[Stored data]
+++++

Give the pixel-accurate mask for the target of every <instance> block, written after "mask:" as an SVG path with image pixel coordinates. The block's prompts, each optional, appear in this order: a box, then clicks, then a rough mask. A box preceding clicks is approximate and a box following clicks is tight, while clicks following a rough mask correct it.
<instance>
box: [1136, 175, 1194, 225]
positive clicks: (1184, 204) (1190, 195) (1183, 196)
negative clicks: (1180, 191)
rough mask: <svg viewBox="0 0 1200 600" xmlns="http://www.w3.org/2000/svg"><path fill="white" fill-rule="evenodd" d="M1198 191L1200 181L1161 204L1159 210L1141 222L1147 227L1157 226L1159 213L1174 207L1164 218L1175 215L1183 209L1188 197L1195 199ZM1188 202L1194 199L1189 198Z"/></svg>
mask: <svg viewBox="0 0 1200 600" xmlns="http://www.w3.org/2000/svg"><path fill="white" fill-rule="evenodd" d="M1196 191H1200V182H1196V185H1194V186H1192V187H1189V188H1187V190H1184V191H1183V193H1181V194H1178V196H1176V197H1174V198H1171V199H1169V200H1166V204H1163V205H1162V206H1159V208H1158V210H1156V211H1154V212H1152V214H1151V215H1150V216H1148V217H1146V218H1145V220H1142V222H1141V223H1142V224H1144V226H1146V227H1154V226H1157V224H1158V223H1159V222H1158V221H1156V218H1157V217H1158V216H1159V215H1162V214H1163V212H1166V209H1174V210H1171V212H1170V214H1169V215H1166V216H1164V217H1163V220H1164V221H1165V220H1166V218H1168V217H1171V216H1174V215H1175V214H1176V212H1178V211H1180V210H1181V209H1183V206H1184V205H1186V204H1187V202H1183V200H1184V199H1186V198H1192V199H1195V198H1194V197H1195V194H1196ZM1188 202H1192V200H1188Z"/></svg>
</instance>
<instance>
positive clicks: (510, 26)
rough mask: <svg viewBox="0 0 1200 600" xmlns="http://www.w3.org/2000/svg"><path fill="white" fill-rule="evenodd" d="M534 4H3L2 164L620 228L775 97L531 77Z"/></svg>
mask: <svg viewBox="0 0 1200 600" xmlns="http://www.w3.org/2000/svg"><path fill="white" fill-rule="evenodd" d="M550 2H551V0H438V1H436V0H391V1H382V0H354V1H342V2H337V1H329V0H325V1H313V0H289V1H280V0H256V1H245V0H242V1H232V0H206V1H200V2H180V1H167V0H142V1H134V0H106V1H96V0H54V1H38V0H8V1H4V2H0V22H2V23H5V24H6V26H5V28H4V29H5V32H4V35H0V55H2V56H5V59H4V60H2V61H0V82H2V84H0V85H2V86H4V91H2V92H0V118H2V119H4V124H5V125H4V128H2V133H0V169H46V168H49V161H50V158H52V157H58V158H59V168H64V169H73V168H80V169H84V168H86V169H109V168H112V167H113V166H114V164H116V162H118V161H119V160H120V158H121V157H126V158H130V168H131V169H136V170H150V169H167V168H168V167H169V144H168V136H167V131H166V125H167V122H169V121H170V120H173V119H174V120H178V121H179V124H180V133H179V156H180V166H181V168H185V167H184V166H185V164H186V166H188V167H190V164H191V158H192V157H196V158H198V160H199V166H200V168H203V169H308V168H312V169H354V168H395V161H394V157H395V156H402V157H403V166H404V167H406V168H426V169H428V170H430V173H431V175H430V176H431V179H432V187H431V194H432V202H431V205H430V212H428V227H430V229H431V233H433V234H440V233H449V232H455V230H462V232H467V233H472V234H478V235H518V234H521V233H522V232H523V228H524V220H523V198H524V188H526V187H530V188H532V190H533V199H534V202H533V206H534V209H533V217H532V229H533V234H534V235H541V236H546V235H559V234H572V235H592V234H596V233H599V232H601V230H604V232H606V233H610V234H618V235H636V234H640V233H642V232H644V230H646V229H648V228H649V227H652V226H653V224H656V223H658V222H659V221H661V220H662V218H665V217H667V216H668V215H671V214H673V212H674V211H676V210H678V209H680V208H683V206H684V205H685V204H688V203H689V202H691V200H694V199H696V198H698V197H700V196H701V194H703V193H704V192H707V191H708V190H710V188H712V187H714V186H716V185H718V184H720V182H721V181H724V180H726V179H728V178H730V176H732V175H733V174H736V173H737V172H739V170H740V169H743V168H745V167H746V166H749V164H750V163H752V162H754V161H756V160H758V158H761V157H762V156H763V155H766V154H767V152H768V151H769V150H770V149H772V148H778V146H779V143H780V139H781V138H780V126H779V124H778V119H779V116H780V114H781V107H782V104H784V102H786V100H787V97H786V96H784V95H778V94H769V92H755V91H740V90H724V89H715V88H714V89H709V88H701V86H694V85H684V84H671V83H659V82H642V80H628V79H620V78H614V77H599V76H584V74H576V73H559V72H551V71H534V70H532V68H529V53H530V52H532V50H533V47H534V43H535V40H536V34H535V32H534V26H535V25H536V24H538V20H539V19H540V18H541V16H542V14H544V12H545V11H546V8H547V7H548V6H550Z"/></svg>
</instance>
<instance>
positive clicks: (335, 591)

+++++

Assignment:
Line by line, copy the data above exactly as it reads.

Result:
Give the pixel-accurate mask for the target of every <instance> block, written after "mask:" as an SVG path with image pixel coordinates. The block's prompts, each optional, appear in this order: a box, then clicks, then a rough mask. A box preceding clicks is approximate and a box following clicks is tight, while clicks following a rough mask correct it.
<instance>
box: [1136, 175, 1194, 225]
positive clicks: (1184, 204) (1190, 195) (1183, 196)
negative clicks: (1180, 191)
rough mask: <svg viewBox="0 0 1200 600" xmlns="http://www.w3.org/2000/svg"><path fill="white" fill-rule="evenodd" d="M1198 191L1200 181L1161 204L1159 210L1141 222L1147 227L1157 226L1159 213L1174 207L1164 218L1175 215L1183 209L1188 197L1195 199ZM1188 202L1194 199L1189 198Z"/></svg>
mask: <svg viewBox="0 0 1200 600" xmlns="http://www.w3.org/2000/svg"><path fill="white" fill-rule="evenodd" d="M1196 191H1200V182H1196V185H1194V186H1192V187H1189V188H1187V190H1184V191H1183V193H1181V194H1178V196H1176V197H1174V198H1171V199H1169V200H1166V204H1163V205H1162V206H1159V208H1158V210H1156V211H1154V212H1152V214H1151V215H1150V216H1148V217H1146V218H1145V220H1142V222H1141V223H1142V224H1144V226H1146V227H1154V226H1157V224H1158V223H1159V222H1158V221H1156V218H1157V217H1158V216H1159V215H1162V214H1163V212H1166V209H1174V210H1171V212H1170V214H1169V215H1166V216H1164V217H1163V220H1164V221H1165V220H1166V218H1168V217H1171V216H1174V215H1175V214H1176V212H1178V211H1180V210H1181V209H1183V206H1184V205H1186V204H1187V202H1183V200H1184V199H1186V198H1192V199H1195V198H1194V197H1195V194H1196ZM1188 202H1192V200H1188Z"/></svg>
</instance>
<instance>
positive clicks: (510, 26)
rough mask: <svg viewBox="0 0 1200 600" xmlns="http://www.w3.org/2000/svg"><path fill="white" fill-rule="evenodd" d="M534 4H3L2 164L620 228L775 97L531 77Z"/></svg>
mask: <svg viewBox="0 0 1200 600" xmlns="http://www.w3.org/2000/svg"><path fill="white" fill-rule="evenodd" d="M550 2H551V0H438V1H436V0H391V1H382V0H354V1H342V2H337V1H329V0H325V1H313V0H289V1H280V0H256V1H245V0H242V1H232V0H206V1H200V2H180V1H167V0H142V1H134V0H106V1H96V0H54V1H38V0H8V1H4V2H0V22H2V23H5V24H6V26H5V28H4V29H5V32H4V35H0V55H2V56H5V59H4V60H2V61H0V82H2V84H0V85H2V86H4V91H2V92H0V118H2V119H4V124H5V125H4V128H2V133H0V169H46V168H49V161H50V158H52V157H58V158H59V168H64V169H73V168H80V169H84V168H86V169H109V168H112V167H113V166H114V164H116V162H118V161H119V160H120V158H121V157H126V158H130V168H131V169H136V170H150V169H167V168H168V167H169V144H168V136H167V131H166V125H167V122H169V121H170V120H173V119H174V120H178V121H179V124H180V133H179V156H180V166H181V168H185V167H184V166H185V164H186V166H188V167H190V164H191V158H192V157H196V158H198V160H199V166H200V168H203V169H308V168H312V169H354V168H395V161H394V157H395V156H402V157H403V166H404V167H406V168H426V169H428V170H430V173H431V175H430V176H431V179H432V187H431V194H432V202H431V205H430V212H428V227H430V229H431V233H433V234H440V233H449V232H455V230H462V232H467V233H472V234H478V235H518V234H521V233H522V232H523V228H524V220H523V198H524V188H526V187H530V188H532V190H533V199H534V202H533V206H534V209H533V217H532V229H533V234H534V235H541V236H546V235H559V234H572V235H592V234H596V233H599V232H601V230H604V232H606V233H610V234H618V235H636V234H640V233H642V232H644V230H646V229H648V228H649V227H652V226H653V224H656V223H658V222H659V221H661V220H662V218H665V217H667V216H668V215H671V214H673V212H674V211H676V210H678V209H680V208H683V206H684V205H685V204H688V203H689V202H691V200H694V199H696V198H698V197H700V196H701V194H703V193H704V192H707V191H708V190H710V188H712V187H714V186H716V185H718V184H720V182H721V181H724V180H726V179H728V178H730V176H732V175H733V174H736V173H737V172H739V170H740V169H743V168H745V167H746V166H749V164H750V163H752V162H754V161H756V160H758V158H761V157H762V156H763V155H766V154H767V152H768V151H769V150H770V149H772V148H778V146H779V143H780V139H781V138H780V126H779V124H778V119H779V116H780V114H781V107H782V104H784V102H786V100H787V97H786V96H784V95H778V94H769V92H755V91H740V90H724V89H715V88H714V89H709V88H701V86H694V85H684V84H671V83H659V82H642V80H628V79H620V78H614V77H599V76H584V74H576V73H559V72H551V71H534V70H532V68H529V53H530V52H532V50H533V47H534V43H535V40H536V34H535V32H534V26H535V25H536V24H538V20H539V19H540V18H541V16H542V14H544V12H545V11H546V8H547V7H548V6H550Z"/></svg>
</instance>
<instance>
positive clicks: (335, 591)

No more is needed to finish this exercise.